#### Dataset records
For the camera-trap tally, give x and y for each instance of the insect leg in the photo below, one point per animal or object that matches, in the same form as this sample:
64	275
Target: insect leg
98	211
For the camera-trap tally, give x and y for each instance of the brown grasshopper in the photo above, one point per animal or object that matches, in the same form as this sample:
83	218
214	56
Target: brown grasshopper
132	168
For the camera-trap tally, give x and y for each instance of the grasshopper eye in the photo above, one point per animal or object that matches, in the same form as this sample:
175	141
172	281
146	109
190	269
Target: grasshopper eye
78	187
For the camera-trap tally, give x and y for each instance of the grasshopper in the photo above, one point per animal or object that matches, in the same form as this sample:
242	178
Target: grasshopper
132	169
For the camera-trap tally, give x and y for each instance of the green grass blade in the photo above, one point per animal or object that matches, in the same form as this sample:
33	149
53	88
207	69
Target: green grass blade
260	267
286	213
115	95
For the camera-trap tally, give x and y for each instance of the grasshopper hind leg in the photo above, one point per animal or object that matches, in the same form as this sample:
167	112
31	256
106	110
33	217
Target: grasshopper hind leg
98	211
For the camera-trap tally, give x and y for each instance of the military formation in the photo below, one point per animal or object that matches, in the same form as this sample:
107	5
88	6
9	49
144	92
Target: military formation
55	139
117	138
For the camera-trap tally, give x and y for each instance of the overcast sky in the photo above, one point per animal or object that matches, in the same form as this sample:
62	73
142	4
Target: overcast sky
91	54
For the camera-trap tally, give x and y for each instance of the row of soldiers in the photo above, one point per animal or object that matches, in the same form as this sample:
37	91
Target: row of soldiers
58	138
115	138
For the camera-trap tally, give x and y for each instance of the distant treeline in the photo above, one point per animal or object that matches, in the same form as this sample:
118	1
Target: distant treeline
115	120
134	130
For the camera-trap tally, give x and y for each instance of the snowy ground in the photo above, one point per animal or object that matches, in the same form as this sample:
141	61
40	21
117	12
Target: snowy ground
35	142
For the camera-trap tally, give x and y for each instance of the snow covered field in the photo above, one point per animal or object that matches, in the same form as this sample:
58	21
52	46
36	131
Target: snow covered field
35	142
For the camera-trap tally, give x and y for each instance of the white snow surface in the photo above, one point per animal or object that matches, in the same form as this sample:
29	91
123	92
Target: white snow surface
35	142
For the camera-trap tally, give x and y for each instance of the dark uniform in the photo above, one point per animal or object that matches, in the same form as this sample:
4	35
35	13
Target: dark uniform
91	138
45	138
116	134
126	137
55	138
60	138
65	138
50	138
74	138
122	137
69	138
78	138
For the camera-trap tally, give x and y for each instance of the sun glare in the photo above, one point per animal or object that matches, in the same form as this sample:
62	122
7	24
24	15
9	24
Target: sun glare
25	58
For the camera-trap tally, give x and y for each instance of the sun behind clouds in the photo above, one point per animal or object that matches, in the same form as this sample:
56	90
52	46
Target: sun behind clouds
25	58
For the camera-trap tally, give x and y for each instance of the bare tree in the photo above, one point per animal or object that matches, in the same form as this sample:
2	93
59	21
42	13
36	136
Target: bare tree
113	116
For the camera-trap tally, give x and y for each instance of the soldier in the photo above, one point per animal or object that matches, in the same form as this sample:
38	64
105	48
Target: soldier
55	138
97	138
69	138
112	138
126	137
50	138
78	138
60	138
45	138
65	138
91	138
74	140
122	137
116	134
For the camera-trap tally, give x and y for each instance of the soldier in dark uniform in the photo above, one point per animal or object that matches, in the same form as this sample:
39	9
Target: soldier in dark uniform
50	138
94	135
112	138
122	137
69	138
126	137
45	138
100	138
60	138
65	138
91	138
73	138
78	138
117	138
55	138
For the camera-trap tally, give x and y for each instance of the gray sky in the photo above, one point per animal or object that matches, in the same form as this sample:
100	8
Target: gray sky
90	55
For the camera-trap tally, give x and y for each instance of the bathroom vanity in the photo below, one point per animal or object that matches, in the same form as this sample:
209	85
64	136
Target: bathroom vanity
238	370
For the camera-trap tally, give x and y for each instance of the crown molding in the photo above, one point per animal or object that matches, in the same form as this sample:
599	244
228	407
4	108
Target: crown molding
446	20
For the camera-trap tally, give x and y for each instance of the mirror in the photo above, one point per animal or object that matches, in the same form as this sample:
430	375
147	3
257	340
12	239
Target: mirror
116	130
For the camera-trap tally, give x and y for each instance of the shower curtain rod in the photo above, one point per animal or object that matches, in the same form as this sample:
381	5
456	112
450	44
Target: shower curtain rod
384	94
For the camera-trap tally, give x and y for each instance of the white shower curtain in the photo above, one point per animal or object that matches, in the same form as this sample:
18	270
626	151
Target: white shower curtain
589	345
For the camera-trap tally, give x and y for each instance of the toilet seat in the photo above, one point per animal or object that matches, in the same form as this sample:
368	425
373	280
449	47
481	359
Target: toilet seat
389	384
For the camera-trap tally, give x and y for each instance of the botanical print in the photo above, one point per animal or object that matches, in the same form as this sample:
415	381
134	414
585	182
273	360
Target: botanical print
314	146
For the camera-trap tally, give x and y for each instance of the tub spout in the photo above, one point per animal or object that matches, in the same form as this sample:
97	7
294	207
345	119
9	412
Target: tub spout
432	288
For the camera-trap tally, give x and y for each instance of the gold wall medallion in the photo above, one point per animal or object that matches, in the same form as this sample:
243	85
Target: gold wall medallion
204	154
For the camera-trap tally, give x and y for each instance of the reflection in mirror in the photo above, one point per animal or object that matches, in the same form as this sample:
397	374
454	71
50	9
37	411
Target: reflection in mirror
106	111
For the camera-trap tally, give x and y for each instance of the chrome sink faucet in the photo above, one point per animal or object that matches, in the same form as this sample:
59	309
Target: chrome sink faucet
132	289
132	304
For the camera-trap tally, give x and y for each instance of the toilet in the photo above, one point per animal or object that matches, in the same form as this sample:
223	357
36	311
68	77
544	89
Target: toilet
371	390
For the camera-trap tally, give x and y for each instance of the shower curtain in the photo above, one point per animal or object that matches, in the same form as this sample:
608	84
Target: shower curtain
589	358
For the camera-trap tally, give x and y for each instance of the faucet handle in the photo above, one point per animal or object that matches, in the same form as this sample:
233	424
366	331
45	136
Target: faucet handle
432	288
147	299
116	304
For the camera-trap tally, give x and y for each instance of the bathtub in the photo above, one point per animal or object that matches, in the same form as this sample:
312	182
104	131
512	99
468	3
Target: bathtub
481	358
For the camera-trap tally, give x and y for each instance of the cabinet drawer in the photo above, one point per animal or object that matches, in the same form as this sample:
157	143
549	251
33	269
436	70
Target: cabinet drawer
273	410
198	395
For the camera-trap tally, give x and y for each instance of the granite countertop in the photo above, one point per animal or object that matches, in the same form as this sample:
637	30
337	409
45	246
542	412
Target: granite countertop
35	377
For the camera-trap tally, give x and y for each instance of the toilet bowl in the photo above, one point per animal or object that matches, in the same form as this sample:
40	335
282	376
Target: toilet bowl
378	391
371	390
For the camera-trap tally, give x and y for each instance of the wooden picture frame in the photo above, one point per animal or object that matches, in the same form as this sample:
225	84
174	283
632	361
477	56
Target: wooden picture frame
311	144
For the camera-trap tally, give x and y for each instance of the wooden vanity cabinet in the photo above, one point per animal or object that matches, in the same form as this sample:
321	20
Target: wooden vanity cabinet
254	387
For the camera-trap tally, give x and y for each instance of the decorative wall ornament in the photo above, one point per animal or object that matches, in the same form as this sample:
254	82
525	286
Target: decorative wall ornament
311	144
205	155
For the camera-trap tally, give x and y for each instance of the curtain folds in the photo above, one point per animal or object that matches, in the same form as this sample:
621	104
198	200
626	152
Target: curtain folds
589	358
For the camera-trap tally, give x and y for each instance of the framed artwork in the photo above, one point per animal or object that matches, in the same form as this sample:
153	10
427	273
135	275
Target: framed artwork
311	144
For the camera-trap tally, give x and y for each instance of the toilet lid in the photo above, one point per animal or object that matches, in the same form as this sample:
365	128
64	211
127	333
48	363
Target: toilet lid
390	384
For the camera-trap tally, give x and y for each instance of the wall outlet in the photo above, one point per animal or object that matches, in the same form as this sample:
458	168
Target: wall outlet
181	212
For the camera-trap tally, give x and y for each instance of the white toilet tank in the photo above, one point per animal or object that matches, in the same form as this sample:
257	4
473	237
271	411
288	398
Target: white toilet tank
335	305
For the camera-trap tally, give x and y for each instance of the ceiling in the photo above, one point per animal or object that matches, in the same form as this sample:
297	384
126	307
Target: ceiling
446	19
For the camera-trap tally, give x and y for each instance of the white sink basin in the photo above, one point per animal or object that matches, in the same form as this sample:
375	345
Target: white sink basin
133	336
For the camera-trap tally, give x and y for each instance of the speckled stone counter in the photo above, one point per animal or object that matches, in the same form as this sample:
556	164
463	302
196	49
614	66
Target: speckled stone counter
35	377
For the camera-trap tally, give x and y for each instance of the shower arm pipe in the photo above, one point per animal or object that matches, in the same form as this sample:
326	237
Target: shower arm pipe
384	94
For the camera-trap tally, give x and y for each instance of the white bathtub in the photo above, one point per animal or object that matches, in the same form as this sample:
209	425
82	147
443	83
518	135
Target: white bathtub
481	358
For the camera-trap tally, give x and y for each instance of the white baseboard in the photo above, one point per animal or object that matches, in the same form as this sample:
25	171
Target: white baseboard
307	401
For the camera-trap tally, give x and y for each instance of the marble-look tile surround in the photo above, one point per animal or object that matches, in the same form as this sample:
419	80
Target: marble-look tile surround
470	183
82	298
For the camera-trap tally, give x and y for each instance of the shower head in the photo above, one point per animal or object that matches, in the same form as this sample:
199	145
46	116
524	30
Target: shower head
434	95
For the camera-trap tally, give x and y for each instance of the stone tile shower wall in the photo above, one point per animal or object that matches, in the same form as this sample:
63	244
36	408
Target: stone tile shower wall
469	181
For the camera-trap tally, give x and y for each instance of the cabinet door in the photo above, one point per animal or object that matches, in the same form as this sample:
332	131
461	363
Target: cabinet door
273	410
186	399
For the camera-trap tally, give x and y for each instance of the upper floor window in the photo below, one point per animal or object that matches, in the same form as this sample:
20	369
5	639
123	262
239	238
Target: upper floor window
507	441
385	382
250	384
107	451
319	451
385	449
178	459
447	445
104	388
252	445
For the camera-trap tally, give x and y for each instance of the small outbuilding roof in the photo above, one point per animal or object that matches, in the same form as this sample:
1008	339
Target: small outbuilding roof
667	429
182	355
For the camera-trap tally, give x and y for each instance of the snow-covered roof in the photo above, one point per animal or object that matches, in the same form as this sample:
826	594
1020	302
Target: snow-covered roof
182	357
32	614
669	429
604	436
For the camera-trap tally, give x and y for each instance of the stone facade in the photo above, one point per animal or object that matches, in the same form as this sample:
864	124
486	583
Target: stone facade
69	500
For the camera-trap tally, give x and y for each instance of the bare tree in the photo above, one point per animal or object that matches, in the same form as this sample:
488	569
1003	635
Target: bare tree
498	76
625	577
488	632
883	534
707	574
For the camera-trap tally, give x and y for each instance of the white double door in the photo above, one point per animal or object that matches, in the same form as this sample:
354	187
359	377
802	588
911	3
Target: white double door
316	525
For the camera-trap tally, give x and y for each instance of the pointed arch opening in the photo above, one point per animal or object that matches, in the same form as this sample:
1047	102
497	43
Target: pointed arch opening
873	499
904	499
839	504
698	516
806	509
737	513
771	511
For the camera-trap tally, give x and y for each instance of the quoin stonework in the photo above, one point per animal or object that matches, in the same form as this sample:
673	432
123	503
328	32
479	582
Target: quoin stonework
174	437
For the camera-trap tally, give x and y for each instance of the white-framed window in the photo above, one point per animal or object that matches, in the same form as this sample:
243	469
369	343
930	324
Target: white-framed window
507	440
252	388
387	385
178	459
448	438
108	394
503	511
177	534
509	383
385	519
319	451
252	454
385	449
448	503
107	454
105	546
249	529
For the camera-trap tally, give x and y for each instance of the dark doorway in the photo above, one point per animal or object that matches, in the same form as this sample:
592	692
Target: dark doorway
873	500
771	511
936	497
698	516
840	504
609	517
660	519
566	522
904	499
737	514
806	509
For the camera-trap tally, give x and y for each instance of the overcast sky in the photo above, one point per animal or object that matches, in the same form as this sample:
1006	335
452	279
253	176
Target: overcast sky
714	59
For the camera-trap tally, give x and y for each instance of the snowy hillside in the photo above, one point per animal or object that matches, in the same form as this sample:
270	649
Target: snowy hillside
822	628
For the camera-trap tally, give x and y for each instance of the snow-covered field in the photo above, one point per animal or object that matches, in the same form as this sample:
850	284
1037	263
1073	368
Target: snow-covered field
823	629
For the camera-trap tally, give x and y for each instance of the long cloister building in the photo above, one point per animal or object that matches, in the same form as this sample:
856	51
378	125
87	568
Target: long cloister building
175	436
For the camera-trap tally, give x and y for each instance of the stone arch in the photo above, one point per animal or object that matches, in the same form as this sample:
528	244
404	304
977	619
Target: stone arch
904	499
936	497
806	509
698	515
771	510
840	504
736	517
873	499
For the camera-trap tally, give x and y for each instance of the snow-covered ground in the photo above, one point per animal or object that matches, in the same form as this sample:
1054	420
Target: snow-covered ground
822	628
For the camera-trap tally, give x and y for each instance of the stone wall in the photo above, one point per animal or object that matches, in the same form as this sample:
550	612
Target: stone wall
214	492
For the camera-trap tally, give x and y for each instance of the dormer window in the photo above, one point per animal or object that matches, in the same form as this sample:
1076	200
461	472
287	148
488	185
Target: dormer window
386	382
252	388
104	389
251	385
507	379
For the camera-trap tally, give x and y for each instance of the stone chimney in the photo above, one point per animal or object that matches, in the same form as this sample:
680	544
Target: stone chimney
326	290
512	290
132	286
########
Directions — The answer is the run of lines above from the line containing "Target: stone facade" through the line containing "of the white-framed", copied exactly and alone.

Result of this exercise —
Target: stone facade
69	500
For the camera-trap tally, give x and y for each instance of the bare tree in the photo above, one point per animal or object that matches, in the same form as this sample:
488	569
1003	635
Target: bare tree
498	76
625	577
488	632
883	534
707	574
For the camera-trap tally, give x and y for each instance of the white double door in the photo above, one point per animal or object that matches, in the same form as this sample:
354	187
359	377
802	588
911	3
Target: white double door
316	525
For the camera-trap tally, give x and y for each instance of the pointed arch opening in the photo above, one point per animal or object that matches, in the same form as this sample:
1047	102
497	43
Target: pointed arch opening
873	499
904	499
839	504
698	516
806	509
737	513
771	511
For the camera-trap tally, give x and y for each instance of the quoin stonework in the photo above, one point per animal or object that matches, in the same form as this sample:
673	432
123	503
328	32
479	582
Target: quoin stonework
174	437
For the camera-trap tally, give x and y for each instance of the white-framed window in the photo above, one point per animal or object that matches, in the same form as this sample:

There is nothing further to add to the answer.